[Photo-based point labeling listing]
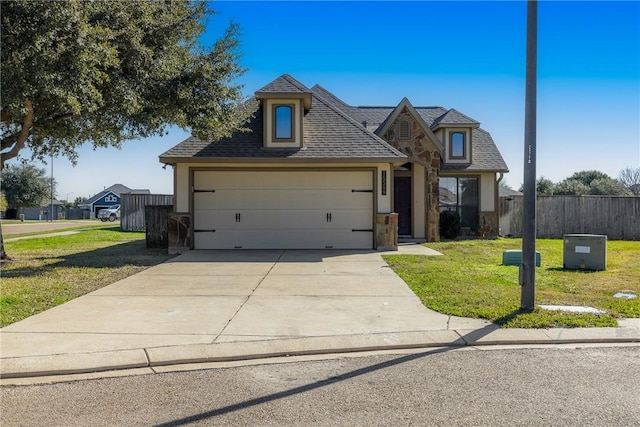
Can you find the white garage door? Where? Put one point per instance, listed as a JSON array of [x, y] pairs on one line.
[[283, 209]]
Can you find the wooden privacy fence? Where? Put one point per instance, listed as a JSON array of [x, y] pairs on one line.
[[616, 217], [132, 217]]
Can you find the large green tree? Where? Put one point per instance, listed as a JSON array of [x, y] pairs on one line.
[[26, 186], [630, 178], [103, 72], [107, 71], [591, 182]]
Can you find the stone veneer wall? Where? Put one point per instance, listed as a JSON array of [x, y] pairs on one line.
[[421, 150], [489, 224]]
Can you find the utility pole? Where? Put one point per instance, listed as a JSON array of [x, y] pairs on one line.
[[528, 266]]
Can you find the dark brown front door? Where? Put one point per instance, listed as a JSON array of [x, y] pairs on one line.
[[402, 203]]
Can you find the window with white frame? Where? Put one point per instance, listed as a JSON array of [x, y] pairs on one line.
[[404, 130], [283, 119]]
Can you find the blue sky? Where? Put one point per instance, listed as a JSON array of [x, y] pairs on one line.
[[467, 55]]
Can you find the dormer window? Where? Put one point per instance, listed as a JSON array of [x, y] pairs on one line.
[[457, 145], [404, 130], [283, 122]]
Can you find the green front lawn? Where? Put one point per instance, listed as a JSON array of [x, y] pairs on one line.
[[48, 271], [470, 281]]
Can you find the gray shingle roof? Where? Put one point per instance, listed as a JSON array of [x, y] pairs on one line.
[[485, 156], [335, 131], [328, 133]]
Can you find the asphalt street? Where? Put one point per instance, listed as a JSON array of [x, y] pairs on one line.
[[559, 386]]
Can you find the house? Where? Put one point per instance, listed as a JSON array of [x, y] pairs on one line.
[[108, 197], [314, 172], [44, 213]]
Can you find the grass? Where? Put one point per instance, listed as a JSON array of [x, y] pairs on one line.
[[48, 271], [86, 224], [470, 281]]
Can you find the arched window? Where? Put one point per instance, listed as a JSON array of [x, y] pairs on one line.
[[283, 126], [456, 145]]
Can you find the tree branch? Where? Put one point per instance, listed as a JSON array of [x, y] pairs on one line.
[[23, 135]]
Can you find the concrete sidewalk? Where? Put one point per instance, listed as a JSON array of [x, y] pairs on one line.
[[208, 306]]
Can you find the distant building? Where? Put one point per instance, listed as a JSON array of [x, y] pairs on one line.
[[108, 197], [44, 213]]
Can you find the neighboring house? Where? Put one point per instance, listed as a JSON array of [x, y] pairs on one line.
[[108, 197], [508, 192], [314, 172], [43, 213]]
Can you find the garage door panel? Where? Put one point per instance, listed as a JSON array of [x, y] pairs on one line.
[[283, 209], [292, 239], [286, 220], [236, 180], [283, 199]]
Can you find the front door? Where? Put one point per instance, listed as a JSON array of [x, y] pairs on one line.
[[402, 203]]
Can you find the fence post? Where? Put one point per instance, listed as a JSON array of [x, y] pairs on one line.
[[156, 221]]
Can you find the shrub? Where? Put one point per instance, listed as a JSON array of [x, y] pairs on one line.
[[449, 224]]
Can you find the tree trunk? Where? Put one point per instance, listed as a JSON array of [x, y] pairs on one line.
[[3, 254]]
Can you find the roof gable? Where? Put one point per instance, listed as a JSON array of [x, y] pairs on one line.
[[284, 87], [405, 104], [328, 133], [454, 117]]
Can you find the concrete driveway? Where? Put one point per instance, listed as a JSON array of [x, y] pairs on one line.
[[215, 297], [229, 296], [212, 306]]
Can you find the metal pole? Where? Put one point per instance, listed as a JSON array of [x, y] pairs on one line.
[[51, 210], [528, 266]]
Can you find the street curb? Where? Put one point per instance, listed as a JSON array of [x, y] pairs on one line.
[[81, 363]]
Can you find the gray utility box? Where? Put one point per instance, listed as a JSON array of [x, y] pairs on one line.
[[585, 252]]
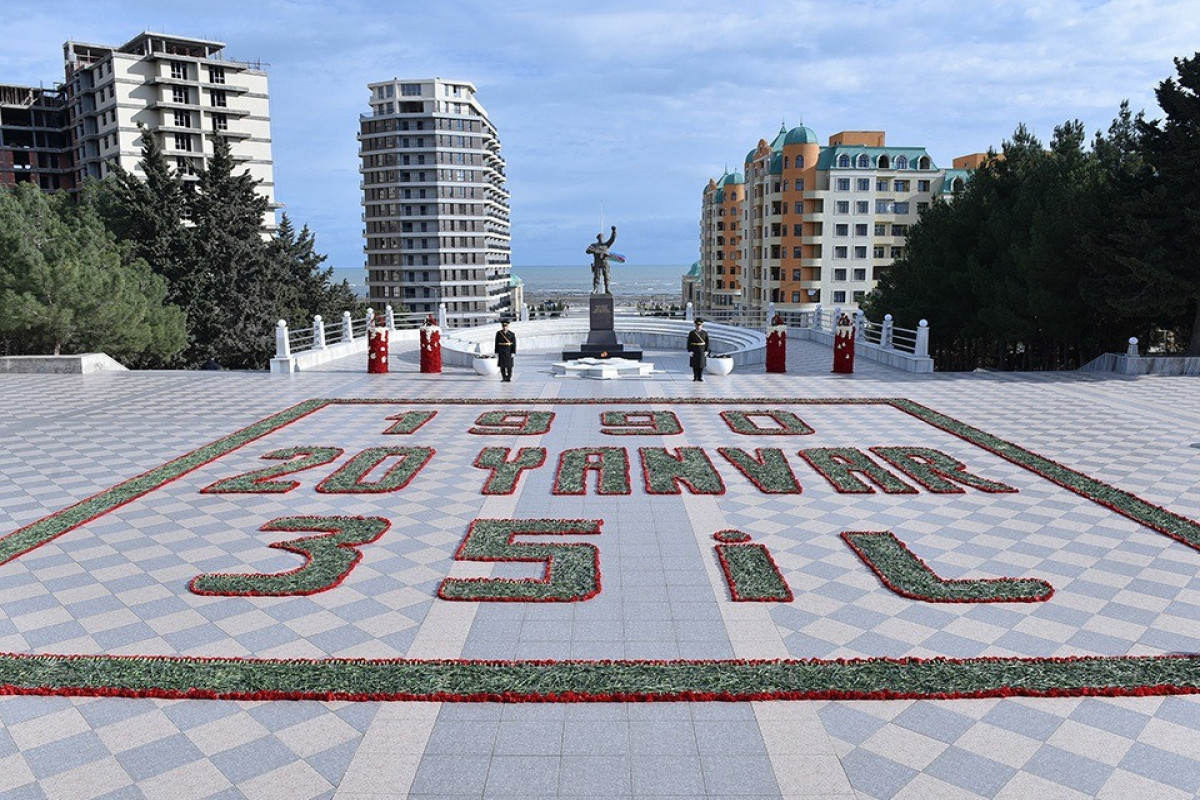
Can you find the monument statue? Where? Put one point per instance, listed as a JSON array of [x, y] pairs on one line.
[[600, 258]]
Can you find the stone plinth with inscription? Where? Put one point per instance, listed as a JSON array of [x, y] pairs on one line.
[[601, 342]]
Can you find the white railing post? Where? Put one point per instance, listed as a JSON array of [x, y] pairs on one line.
[[318, 332], [282, 343], [922, 348]]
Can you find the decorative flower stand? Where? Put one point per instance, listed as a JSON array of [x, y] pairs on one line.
[[719, 365], [486, 366], [604, 368]]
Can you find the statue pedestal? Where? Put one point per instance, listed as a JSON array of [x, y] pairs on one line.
[[601, 337]]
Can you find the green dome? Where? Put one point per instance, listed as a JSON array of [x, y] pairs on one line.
[[801, 136], [779, 140]]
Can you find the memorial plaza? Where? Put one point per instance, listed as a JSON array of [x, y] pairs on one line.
[[337, 584]]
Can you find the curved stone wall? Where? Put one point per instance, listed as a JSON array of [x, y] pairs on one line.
[[460, 346]]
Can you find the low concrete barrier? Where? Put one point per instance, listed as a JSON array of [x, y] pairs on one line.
[[66, 365], [745, 346]]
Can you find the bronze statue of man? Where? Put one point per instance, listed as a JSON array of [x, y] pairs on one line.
[[599, 252]]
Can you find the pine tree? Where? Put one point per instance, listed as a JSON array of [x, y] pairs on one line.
[[149, 214], [232, 284], [67, 286], [1163, 238], [307, 287]]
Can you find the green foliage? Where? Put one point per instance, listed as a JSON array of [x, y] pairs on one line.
[[67, 287], [207, 238], [1067, 242]]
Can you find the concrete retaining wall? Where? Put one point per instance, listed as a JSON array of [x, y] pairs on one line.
[[310, 359]]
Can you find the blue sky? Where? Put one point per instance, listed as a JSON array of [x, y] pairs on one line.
[[631, 107]]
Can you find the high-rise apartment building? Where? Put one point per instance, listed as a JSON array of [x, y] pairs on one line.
[[35, 138], [179, 89], [433, 200], [808, 224]]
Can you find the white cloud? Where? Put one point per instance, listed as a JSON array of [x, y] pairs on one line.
[[637, 104]]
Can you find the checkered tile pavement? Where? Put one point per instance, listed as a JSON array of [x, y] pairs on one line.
[[118, 584]]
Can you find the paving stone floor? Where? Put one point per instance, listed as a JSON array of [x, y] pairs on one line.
[[118, 584]]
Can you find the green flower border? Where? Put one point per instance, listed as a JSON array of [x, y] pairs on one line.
[[460, 680]]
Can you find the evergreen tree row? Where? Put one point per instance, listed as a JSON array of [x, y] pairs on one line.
[[207, 239], [1081, 244]]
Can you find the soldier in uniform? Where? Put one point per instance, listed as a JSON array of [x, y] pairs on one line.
[[697, 346], [505, 348]]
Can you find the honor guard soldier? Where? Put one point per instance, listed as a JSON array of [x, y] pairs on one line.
[[697, 346], [505, 348]]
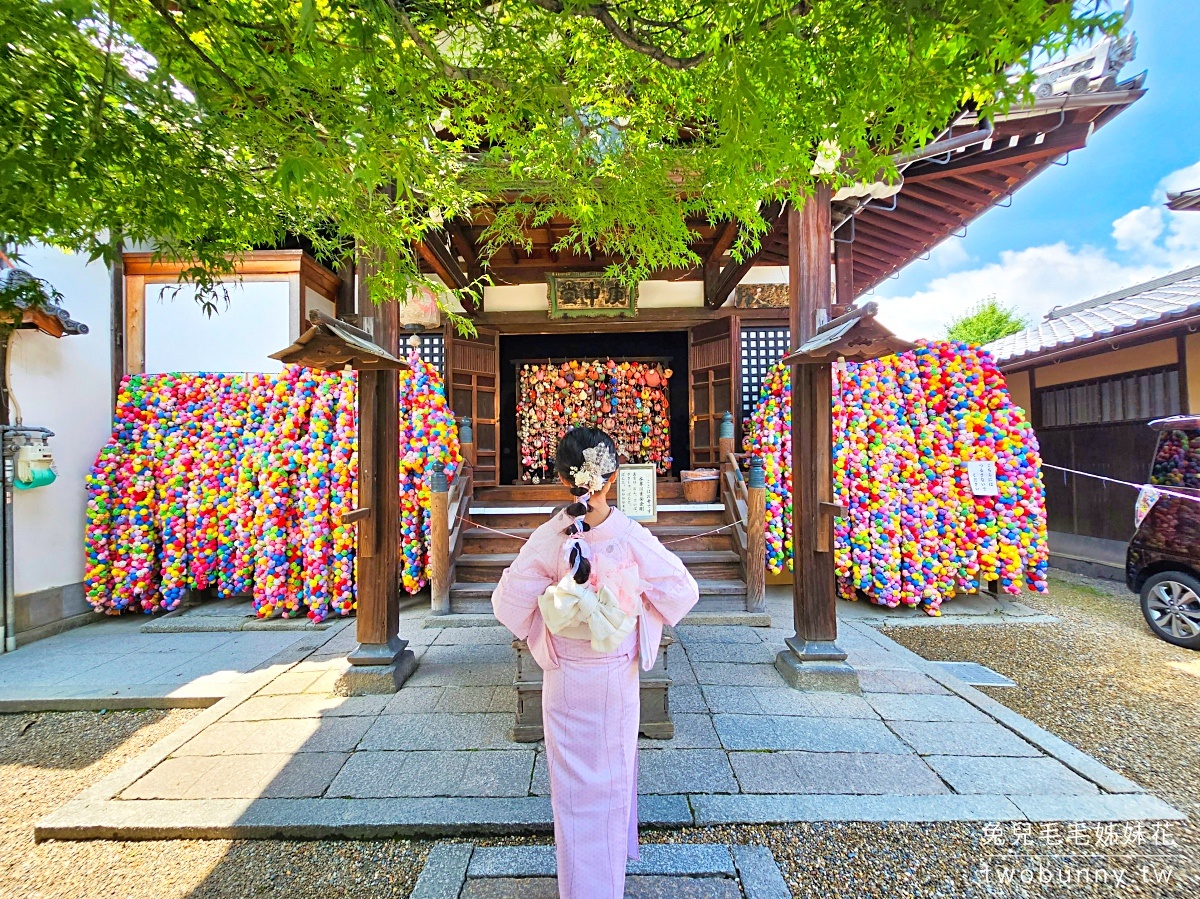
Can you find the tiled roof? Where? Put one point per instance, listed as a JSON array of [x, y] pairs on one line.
[[1134, 309]]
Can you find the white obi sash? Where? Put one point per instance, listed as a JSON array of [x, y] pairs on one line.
[[577, 611]]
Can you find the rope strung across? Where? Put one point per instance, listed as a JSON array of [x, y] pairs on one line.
[[665, 543], [1163, 491]]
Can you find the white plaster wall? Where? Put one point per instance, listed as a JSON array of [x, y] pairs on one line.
[[64, 384], [239, 337]]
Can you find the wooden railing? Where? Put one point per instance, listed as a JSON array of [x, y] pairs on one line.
[[744, 497]]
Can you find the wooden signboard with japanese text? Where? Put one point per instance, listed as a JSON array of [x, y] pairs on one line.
[[589, 295]]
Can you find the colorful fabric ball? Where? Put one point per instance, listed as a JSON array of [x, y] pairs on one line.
[[904, 429], [237, 483]]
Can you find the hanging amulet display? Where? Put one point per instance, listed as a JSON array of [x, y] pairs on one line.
[[628, 400]]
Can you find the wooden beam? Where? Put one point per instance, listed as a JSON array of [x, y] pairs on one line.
[[461, 241], [378, 534], [888, 245], [1055, 143], [721, 241], [951, 187], [809, 287], [955, 205], [814, 594], [439, 258], [844, 276], [735, 271]]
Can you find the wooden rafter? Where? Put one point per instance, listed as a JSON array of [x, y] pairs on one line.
[[435, 249], [717, 289], [1056, 143]]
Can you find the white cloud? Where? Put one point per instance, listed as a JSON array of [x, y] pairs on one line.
[[1181, 179], [1138, 231], [1149, 241]]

Given problem:
Copy out the listing lines starting with the line containing "Can you find the arched" and ending with the line containing "[[23, 135]]", including both.

Full output:
Can you find the arched window? Where? Put one point per instance, listed as a JSON array of [x, y] pairs on one line.
[[283, 126], [456, 145]]
Can you find the tree branch? Where? Put one point per instance, listed as a JSON array of [x, y] pairs on one line.
[[23, 135]]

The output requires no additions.